AVAILABLE RECORDS —
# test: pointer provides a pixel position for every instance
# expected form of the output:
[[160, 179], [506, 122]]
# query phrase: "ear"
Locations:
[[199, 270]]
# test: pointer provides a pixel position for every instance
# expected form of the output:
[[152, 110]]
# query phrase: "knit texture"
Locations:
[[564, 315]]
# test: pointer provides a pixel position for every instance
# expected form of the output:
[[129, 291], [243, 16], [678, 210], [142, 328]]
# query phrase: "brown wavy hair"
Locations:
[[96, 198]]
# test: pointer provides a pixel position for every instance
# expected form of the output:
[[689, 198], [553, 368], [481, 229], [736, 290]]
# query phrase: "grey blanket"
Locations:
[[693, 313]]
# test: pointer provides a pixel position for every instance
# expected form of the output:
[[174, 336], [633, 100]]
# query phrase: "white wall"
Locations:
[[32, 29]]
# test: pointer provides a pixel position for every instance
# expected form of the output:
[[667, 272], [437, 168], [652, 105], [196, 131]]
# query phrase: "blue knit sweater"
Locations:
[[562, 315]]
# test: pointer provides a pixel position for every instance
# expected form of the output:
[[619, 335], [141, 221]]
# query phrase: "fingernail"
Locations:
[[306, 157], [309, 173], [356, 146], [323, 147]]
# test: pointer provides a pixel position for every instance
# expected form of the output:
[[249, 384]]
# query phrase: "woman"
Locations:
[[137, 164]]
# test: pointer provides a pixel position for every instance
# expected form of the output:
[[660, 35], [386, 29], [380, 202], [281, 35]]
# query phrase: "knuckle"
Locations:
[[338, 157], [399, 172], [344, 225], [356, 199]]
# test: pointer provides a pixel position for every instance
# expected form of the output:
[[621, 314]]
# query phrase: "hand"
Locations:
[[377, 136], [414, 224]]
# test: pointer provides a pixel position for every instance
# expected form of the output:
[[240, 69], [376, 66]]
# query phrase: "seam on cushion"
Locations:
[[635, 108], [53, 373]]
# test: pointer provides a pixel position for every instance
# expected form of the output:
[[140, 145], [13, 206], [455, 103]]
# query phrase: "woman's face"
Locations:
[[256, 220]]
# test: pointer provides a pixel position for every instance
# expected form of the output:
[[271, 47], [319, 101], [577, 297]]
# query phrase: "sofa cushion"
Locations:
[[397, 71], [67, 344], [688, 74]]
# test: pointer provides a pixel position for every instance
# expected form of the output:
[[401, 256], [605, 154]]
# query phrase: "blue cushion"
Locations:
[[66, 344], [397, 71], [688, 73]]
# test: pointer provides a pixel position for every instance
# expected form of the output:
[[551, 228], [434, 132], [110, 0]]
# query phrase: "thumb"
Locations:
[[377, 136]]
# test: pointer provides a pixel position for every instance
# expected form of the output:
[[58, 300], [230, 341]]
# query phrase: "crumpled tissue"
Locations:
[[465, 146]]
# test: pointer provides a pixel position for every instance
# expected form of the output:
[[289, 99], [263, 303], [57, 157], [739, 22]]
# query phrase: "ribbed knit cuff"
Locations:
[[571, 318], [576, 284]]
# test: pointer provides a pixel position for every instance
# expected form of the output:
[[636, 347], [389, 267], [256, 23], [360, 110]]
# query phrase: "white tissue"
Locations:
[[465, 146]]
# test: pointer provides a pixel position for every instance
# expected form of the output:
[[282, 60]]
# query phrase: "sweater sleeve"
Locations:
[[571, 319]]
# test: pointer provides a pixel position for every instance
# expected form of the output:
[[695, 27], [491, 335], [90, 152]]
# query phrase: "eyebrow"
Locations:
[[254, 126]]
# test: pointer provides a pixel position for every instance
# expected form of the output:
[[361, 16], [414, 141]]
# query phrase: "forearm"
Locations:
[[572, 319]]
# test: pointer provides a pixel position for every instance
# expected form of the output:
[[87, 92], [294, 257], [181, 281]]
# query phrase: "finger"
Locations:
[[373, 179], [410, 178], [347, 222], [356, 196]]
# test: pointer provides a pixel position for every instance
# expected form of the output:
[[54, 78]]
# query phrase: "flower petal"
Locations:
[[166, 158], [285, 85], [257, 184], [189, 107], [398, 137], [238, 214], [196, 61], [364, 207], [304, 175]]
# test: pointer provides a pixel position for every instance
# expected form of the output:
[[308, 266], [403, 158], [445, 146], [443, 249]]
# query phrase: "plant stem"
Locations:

DIRECTIONS FOR THIS TASK — Only one number is needed: please count the lines of the entries above in which the string "white" occurs.

SOLUTION TO THIS EXERCISE — 2